Only the lines from the one containing "boulder, written as integer pixel values." to the end of the records belong in the output; print them exactly.

(Records from a data source)
--- START ---
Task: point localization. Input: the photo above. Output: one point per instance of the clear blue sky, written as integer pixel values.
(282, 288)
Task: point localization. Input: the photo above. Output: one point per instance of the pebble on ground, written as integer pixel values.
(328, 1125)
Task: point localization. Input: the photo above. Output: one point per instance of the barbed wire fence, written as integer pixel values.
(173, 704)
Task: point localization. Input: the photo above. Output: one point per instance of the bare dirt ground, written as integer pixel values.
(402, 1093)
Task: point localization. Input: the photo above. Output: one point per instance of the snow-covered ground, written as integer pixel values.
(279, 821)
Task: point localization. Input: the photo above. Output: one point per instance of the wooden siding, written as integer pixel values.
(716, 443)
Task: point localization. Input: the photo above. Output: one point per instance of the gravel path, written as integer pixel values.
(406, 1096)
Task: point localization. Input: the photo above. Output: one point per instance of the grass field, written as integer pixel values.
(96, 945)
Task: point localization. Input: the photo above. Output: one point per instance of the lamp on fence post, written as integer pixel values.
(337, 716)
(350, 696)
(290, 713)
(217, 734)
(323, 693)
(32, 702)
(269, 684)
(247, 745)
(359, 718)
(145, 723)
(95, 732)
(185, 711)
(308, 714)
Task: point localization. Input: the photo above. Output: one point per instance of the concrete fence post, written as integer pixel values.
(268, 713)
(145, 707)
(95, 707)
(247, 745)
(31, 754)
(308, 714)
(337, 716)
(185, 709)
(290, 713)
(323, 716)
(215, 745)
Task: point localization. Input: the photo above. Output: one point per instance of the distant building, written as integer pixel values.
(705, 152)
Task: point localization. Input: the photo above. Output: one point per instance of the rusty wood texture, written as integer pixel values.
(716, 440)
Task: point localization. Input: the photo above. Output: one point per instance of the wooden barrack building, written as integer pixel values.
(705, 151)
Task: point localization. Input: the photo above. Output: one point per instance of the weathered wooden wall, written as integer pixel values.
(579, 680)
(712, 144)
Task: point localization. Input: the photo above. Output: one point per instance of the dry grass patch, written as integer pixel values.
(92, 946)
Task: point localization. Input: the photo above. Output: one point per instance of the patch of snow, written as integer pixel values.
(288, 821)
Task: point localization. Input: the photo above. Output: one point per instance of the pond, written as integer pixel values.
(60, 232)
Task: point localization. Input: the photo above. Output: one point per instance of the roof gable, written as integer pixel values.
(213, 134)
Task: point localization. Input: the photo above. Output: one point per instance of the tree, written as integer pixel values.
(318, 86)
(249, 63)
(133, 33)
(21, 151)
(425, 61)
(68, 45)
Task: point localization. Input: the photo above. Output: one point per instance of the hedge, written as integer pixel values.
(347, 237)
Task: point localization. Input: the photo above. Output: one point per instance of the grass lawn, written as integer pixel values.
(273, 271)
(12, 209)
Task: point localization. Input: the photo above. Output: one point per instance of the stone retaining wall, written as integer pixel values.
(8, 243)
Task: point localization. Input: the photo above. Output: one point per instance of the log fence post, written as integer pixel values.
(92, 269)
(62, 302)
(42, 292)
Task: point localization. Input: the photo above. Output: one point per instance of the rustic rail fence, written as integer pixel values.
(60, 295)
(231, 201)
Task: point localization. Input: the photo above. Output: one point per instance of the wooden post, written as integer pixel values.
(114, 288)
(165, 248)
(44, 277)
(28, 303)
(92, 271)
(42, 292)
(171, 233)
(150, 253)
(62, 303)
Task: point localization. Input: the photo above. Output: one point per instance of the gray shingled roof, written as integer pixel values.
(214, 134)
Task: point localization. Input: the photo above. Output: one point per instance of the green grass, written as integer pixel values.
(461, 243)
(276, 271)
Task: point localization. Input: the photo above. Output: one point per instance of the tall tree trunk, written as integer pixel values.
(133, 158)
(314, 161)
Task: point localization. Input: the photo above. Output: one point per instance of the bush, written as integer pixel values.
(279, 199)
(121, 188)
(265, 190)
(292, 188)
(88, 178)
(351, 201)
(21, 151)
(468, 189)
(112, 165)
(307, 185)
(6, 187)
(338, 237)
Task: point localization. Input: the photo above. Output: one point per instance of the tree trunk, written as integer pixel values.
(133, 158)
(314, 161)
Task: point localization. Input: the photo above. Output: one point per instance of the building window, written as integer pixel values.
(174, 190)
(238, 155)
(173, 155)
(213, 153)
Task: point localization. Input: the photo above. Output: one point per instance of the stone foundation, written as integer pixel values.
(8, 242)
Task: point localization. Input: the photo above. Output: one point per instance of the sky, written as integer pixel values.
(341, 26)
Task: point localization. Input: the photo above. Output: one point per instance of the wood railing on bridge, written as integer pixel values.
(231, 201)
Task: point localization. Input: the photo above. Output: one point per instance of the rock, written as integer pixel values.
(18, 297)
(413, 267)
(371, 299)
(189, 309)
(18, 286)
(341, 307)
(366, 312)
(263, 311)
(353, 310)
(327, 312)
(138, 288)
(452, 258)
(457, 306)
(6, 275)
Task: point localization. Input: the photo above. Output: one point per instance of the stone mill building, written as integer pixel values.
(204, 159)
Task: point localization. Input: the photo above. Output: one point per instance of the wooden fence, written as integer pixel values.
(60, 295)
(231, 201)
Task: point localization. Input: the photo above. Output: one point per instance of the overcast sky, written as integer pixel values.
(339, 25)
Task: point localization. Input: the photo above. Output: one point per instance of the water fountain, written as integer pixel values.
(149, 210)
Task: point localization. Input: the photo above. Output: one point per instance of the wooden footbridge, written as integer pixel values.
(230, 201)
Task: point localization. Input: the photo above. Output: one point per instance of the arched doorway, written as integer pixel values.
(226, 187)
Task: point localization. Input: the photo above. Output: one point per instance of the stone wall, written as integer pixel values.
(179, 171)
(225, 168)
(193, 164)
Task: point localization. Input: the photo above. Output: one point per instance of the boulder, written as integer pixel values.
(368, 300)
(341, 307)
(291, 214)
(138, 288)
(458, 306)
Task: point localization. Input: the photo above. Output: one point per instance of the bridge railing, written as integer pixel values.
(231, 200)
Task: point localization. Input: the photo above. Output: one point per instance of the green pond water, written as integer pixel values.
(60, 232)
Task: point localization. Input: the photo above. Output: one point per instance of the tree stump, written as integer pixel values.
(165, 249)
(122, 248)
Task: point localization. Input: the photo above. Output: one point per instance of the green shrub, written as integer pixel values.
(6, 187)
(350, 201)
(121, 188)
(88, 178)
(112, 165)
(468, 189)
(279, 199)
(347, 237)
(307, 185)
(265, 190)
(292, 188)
--- END ---
- [Result for this task]
Task: point localization. Input: the photo above. Output: one point per instance of the boulder, written as integer pixel values.
(368, 300)
(341, 307)
(291, 214)
(138, 288)
(458, 306)
Task: point localization. Input: the photo above. Output: one point per instance of the bridge railing, written as integer pixel values.
(231, 200)
Task: point localization. Input: the photo above. Output: one point per instance of the green pond water, written as integer pixel values.
(60, 232)
Task: point localization. Input: the photo above. Output: one point per instance of the tree stump, written as integer pixel values.
(165, 249)
(122, 248)
Task: point localization. Input: the photo above. Output: one point per instance of the green shrub, written as integer pixel values.
(6, 187)
(350, 201)
(121, 188)
(88, 178)
(112, 165)
(468, 189)
(279, 199)
(347, 237)
(307, 185)
(265, 190)
(292, 188)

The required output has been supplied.